By 2020, 90% of all people living with HIV will know their HIV status.
By 2020, 90% of all people with diagnosed HIV infection will receive sustained antiretroviral therapy.
By 2020, 90% of all people receiving antiretroviral therapy will have viral suppression.
UNAIDS, 2014, 90-90-90
It is the last stop, essential to the success of all three 90s to be reached in the next five years, to, as UNAIDS projects, conquer HIV as a global health threat by 2030: That treatment for at least 90 percent of people taking antiretroviral medicine for HIV suppress their virus to undetectable levels. That comes to just 73 percent of people living with HIV receiving effective treatment after the math for the first two 90s, but in a world strewn with obstacles to diagnosis, care, medicine, and sustained treatment, this is considered an ambitious plan. Not the least of the hurdles to reaching that final benchmark is a gap the organizers of a campaign across Africa are highlighting -- that testing to determine if treatment is working is out of reach for most people living with HIV worldwide.
The campaign to speed access to viral load testing, which began with a march of about 300 people through Lusaka, Zambia last week, targets policymakers as well as people living with HIV, with a message to make use of a tool taken for granted in the U.S. and other well-resourced countries. It calls on national policy makers to follow 2013 World Health Organization recommendations that viral loads of people living with HIV be monitored once or twice a year to better detect and more quickly respond to failing treatment. The recommendation, included in WHO's 2013 guidelines for antiretroviral treatment for HIV, acknowledges that "targeted" viral load testing, used after symptoms and other testing has indicated treatment isn't working, is less expensive, and notes that cost is a consideration in resource-limited settings. The guideline also notes, however, why delays in discovering increases in patients' viral loads can be more costly, leading to greater risks of illness, transmission and drug resistance. Coordinated by the International Treatment Preparedness Coalition and the AIDS and Rights Alliance for Southern Africa with advocates across Botswana, Cameroon, Ivory Coast, Kenya, Malawi, Morocco, Swaziland, Tanzania, Uganda, Zambia, and Zimbabwe, the campaign calls on African governments to make the investments necessary to increase access to viral load tests at health care facilities.
A web site for the Be Healthy -- Know your viral load campaign shows that governments of most of the countries currently targeted have adopted the WHO monitoring guideline, but that access to the test is not routine and remains limited.
The campaign includes a video aimed at policy makers, illustrating the importance of viral load testing through the stories of London Chuma, a Zambian man tested after his health deteriorated, and Doreen Nasaala, of Kampala, Uganda, born more than two decades ago with HIV, and still waiting for a viral load test.

++++++++

• AIM OF THE EXERCISE: Please answer from the text on HIV viral load testing: how many people marched through Lusaka, Zambia, when the campaign began?

Referring expression grounding data:
++++++++

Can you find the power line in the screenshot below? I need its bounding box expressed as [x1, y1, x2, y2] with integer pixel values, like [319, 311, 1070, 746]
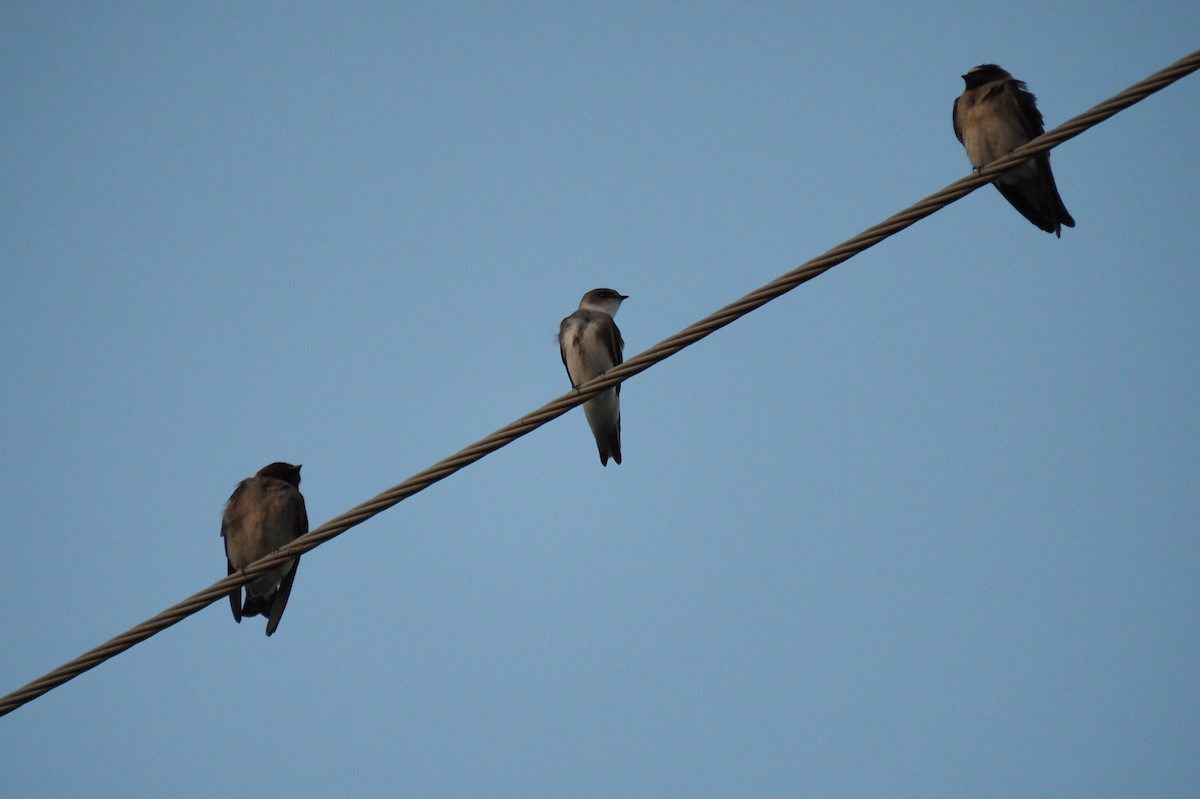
[0, 50, 1200, 716]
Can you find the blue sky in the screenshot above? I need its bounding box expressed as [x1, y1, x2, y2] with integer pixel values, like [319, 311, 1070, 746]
[0, 1, 1200, 797]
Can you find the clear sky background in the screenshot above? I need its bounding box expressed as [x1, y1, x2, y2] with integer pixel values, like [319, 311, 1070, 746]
[0, 0, 1200, 797]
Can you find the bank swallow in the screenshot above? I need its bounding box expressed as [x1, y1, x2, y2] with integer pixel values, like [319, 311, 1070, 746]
[558, 289, 629, 465]
[221, 462, 308, 635]
[953, 64, 1075, 236]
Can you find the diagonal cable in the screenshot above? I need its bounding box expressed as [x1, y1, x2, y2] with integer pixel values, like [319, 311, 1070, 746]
[0, 50, 1200, 716]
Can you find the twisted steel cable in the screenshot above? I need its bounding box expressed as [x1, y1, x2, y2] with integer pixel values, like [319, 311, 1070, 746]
[0, 50, 1200, 716]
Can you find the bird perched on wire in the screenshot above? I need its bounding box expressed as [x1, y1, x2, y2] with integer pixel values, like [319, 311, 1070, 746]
[558, 288, 629, 465]
[221, 462, 308, 635]
[953, 64, 1075, 238]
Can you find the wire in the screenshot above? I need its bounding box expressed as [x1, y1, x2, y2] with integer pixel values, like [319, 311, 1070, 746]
[0, 50, 1200, 716]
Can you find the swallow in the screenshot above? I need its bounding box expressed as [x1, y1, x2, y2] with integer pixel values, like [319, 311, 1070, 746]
[221, 462, 308, 635]
[953, 64, 1075, 238]
[558, 289, 629, 467]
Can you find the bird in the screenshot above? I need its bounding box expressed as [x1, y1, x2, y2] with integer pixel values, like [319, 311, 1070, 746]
[952, 64, 1075, 238]
[558, 288, 629, 467]
[221, 461, 308, 636]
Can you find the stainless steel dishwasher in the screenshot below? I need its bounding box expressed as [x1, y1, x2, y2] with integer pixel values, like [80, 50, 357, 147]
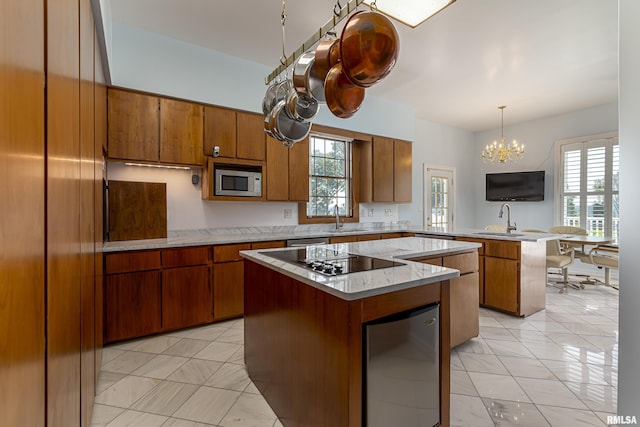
[363, 304, 440, 427]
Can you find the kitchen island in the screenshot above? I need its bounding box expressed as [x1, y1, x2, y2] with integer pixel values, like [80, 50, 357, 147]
[241, 238, 478, 427]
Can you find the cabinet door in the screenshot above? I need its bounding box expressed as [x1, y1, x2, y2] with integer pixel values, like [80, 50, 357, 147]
[373, 136, 394, 202]
[107, 89, 160, 162]
[265, 137, 288, 200]
[204, 106, 236, 159]
[289, 137, 309, 202]
[393, 140, 412, 203]
[449, 272, 480, 348]
[162, 265, 213, 330]
[484, 256, 520, 313]
[160, 98, 204, 165]
[104, 270, 161, 342]
[213, 261, 244, 320]
[236, 112, 266, 161]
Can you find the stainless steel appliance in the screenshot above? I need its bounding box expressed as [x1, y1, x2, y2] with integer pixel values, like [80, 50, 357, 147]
[214, 167, 262, 197]
[263, 246, 404, 276]
[363, 304, 440, 427]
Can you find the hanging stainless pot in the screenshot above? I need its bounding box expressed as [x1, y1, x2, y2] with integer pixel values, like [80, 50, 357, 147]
[340, 11, 400, 87]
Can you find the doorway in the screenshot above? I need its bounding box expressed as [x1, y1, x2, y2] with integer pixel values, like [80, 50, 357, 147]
[423, 165, 455, 231]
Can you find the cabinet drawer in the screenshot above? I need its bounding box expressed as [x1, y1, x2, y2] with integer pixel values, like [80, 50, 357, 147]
[162, 246, 209, 268]
[251, 240, 286, 249]
[105, 251, 160, 274]
[484, 240, 520, 259]
[213, 243, 251, 262]
[442, 252, 478, 275]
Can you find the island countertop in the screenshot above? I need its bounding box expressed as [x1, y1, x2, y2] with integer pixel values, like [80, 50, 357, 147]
[240, 237, 480, 300]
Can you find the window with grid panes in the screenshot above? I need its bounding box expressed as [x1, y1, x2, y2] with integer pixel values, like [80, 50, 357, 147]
[555, 134, 620, 241]
[307, 134, 352, 218]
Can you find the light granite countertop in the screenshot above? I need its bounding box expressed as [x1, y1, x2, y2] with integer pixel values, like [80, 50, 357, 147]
[240, 237, 480, 300]
[103, 222, 560, 252]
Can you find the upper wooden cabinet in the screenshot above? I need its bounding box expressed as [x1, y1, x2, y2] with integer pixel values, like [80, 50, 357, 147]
[264, 137, 309, 202]
[203, 106, 266, 161]
[108, 89, 204, 166]
[160, 98, 204, 165]
[107, 89, 160, 162]
[358, 136, 412, 203]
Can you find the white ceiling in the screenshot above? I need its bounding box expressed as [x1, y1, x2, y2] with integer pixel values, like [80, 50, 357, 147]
[108, 0, 618, 131]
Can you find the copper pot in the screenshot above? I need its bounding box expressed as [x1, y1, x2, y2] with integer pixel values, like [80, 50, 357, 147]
[340, 11, 399, 87]
[313, 39, 340, 81]
[324, 63, 364, 119]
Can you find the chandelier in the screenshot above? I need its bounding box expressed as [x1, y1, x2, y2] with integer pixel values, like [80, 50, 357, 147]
[482, 105, 524, 163]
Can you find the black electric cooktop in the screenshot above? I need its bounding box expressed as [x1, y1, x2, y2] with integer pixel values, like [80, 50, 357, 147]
[262, 246, 404, 276]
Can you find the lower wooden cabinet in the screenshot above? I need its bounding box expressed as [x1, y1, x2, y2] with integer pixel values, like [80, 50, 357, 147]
[104, 270, 162, 342]
[162, 265, 213, 329]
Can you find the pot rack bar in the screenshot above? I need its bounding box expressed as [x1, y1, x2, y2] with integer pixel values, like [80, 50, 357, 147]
[264, 0, 365, 85]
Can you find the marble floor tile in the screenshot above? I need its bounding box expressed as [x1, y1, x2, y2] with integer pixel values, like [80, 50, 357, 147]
[132, 335, 180, 354]
[460, 353, 509, 375]
[167, 359, 223, 385]
[91, 403, 125, 427]
[95, 375, 160, 408]
[204, 363, 251, 391]
[498, 356, 556, 380]
[538, 405, 606, 427]
[514, 377, 588, 409]
[131, 381, 198, 416]
[482, 398, 550, 427]
[219, 393, 276, 427]
[450, 394, 495, 427]
[102, 351, 155, 374]
[163, 338, 209, 357]
[102, 410, 167, 427]
[173, 386, 240, 425]
[469, 372, 528, 402]
[133, 354, 189, 379]
[193, 341, 241, 362]
[450, 371, 478, 396]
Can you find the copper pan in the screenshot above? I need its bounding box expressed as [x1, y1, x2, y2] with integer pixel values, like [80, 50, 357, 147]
[340, 11, 400, 87]
[313, 39, 340, 81]
[324, 63, 364, 119]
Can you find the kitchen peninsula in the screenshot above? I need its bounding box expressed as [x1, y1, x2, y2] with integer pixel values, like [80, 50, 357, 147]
[241, 237, 479, 427]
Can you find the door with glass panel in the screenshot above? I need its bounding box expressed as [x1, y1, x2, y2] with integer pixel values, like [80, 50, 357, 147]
[424, 165, 454, 231]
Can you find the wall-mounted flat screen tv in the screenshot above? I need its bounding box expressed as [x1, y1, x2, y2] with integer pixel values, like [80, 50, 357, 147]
[486, 171, 544, 202]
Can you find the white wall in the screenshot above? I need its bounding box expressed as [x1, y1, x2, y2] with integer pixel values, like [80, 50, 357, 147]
[470, 103, 618, 230]
[618, 0, 640, 421]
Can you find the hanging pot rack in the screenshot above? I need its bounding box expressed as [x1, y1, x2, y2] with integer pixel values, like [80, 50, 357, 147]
[264, 0, 365, 85]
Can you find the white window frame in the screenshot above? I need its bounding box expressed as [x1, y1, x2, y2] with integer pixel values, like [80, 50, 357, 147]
[554, 132, 620, 238]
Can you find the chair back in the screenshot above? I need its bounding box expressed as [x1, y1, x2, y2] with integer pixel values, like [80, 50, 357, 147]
[549, 225, 588, 236]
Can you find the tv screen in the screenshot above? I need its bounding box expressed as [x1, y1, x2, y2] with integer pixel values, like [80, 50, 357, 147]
[486, 171, 544, 202]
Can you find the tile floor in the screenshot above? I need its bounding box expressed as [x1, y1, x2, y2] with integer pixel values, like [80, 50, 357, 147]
[91, 286, 618, 427]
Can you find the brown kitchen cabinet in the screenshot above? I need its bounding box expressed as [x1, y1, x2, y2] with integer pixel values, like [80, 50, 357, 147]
[107, 88, 204, 166]
[412, 251, 480, 348]
[263, 137, 309, 202]
[107, 88, 160, 162]
[357, 136, 412, 203]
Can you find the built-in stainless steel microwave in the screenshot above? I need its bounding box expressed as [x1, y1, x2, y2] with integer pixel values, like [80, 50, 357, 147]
[214, 168, 262, 197]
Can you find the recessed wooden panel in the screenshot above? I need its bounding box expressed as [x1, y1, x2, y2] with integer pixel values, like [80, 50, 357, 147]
[160, 98, 204, 165]
[393, 140, 413, 203]
[204, 105, 236, 159]
[108, 89, 160, 162]
[109, 181, 167, 241]
[213, 243, 251, 262]
[0, 0, 46, 427]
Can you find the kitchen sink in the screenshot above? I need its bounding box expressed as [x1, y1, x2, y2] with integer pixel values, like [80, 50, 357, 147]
[476, 231, 524, 237]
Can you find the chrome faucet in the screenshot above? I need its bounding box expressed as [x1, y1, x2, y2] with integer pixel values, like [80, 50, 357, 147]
[498, 203, 517, 233]
[334, 203, 342, 230]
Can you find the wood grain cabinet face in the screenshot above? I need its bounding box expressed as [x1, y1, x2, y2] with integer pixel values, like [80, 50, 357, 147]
[160, 98, 204, 165]
[107, 89, 160, 162]
[203, 106, 237, 159]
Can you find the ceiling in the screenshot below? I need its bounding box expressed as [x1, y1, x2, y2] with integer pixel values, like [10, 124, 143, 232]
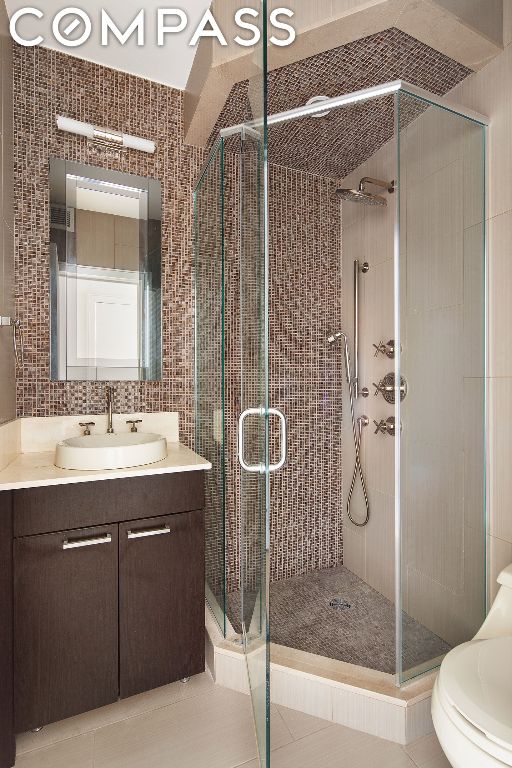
[210, 28, 471, 179]
[6, 0, 210, 90]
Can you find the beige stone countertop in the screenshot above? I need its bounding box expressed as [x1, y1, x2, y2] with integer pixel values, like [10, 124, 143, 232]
[0, 442, 212, 491]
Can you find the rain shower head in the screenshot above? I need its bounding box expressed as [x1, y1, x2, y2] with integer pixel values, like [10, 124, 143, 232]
[336, 176, 395, 205]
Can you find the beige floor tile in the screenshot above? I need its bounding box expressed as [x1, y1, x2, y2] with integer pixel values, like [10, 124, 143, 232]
[16, 672, 215, 755]
[94, 688, 291, 768]
[236, 725, 415, 768]
[16, 733, 94, 768]
[404, 733, 450, 768]
[278, 707, 332, 741]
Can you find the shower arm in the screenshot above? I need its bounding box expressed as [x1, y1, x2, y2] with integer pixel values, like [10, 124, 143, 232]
[359, 176, 395, 194]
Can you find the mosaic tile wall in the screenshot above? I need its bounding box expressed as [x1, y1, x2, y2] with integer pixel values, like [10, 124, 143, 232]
[225, 162, 343, 592]
[210, 29, 471, 178]
[269, 165, 343, 580]
[14, 47, 204, 443]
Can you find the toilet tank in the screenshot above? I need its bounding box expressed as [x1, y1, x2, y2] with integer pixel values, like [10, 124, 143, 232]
[475, 564, 512, 640]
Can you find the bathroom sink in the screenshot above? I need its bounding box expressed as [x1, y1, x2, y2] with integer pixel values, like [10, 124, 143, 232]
[55, 432, 167, 470]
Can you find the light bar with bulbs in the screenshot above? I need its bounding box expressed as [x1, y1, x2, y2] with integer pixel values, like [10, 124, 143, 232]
[57, 115, 156, 155]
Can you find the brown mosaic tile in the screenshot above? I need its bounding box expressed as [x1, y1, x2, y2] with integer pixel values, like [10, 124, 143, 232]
[210, 28, 471, 178]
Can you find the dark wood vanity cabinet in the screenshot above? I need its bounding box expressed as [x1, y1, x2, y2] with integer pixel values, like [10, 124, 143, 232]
[14, 525, 118, 733]
[119, 512, 204, 698]
[6, 472, 204, 740]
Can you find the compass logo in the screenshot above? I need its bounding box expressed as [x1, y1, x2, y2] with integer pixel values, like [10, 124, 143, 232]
[10, 6, 296, 48]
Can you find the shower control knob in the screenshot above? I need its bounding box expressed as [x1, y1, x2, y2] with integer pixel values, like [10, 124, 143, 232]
[373, 373, 408, 405]
[373, 339, 395, 360]
[373, 416, 402, 437]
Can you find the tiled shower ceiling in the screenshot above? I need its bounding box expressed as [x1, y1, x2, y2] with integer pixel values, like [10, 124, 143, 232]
[210, 28, 471, 178]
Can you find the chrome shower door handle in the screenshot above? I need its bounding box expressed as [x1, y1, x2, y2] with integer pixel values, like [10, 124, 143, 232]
[238, 408, 265, 474]
[238, 408, 288, 474]
[268, 408, 288, 472]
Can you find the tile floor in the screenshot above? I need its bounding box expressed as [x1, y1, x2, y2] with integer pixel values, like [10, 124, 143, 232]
[16, 673, 449, 768]
[228, 566, 451, 674]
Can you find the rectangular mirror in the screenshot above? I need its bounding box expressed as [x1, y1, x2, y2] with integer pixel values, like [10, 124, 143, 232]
[50, 158, 162, 381]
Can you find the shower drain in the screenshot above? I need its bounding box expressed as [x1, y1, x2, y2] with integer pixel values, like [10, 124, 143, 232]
[329, 597, 352, 611]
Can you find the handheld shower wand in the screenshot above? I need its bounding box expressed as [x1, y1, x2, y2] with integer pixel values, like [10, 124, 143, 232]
[327, 331, 370, 528]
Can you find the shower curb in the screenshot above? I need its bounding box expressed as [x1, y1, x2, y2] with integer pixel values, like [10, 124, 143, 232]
[205, 606, 436, 745]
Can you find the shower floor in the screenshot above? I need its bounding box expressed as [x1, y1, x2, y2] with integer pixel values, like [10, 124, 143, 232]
[227, 566, 451, 674]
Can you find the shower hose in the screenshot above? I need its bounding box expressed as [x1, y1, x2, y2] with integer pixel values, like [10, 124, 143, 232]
[347, 381, 370, 528]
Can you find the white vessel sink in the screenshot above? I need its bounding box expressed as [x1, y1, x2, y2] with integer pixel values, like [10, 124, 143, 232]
[54, 432, 167, 470]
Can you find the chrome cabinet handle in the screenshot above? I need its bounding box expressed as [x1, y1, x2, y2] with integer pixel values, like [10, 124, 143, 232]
[62, 533, 112, 549]
[127, 525, 171, 539]
[268, 408, 288, 472]
[238, 408, 265, 474]
[238, 408, 288, 474]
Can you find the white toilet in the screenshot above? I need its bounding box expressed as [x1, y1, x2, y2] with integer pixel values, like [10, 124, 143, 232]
[432, 565, 512, 768]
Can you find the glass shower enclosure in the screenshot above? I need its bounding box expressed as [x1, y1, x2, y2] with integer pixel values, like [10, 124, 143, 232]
[194, 76, 487, 766]
[194, 0, 272, 766]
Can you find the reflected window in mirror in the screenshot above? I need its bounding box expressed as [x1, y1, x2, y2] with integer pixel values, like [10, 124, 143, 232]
[50, 158, 162, 381]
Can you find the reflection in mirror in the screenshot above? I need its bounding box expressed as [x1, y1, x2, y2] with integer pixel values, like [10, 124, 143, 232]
[50, 158, 162, 381]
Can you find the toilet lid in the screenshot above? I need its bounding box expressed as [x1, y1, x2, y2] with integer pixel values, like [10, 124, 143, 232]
[439, 637, 512, 749]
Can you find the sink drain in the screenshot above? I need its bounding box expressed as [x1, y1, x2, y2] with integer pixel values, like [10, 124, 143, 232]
[329, 597, 352, 611]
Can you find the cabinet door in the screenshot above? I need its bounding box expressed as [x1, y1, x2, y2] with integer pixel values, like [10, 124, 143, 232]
[119, 511, 204, 698]
[14, 525, 119, 732]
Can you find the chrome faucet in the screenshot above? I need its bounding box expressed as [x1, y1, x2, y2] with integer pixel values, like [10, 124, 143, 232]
[107, 387, 114, 435]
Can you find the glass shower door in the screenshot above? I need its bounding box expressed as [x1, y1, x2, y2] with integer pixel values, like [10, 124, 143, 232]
[238, 128, 270, 766]
[238, 0, 272, 768]
[395, 92, 486, 683]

++++++++

• ANSWER TO THIS PROBLEM: About 300 people.